» Required task: Can you reproduce verbatim the stretch from the line containing "Check that every instance of the bush" through the end of the records below?

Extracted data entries
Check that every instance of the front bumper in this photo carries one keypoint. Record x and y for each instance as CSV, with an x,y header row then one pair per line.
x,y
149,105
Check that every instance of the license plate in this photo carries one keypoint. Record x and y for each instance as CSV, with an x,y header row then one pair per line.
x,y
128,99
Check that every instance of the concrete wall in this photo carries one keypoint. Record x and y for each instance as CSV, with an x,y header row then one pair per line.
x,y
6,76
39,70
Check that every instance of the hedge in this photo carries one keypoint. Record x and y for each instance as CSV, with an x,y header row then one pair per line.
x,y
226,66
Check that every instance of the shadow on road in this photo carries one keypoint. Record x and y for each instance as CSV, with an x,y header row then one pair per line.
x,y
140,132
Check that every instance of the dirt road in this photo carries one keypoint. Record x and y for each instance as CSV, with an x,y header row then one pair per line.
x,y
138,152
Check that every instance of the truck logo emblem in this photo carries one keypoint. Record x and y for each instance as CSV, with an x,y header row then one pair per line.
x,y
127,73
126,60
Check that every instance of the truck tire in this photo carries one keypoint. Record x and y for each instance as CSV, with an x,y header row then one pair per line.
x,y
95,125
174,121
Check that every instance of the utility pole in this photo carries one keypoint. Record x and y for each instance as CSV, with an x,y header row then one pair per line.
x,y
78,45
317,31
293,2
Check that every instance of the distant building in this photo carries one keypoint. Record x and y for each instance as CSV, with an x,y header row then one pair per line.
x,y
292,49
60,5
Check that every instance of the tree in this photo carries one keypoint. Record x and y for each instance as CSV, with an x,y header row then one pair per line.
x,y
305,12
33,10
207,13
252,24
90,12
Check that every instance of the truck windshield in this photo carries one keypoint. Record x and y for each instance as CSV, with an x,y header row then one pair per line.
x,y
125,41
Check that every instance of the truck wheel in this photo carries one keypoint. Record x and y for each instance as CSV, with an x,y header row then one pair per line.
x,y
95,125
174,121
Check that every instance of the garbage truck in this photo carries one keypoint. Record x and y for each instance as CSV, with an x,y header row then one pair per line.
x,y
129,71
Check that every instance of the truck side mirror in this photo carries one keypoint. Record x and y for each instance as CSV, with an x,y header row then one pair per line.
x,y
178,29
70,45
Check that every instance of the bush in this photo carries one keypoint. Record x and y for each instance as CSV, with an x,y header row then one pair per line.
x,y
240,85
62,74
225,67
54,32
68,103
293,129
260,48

» Final result:
Check that every instance of the bush in this photo carries one keypoint. Record x and y for each instance as CSV, with an x,y header row then one pair per line.
x,y
240,85
62,74
225,67
54,32
68,103
293,129
260,48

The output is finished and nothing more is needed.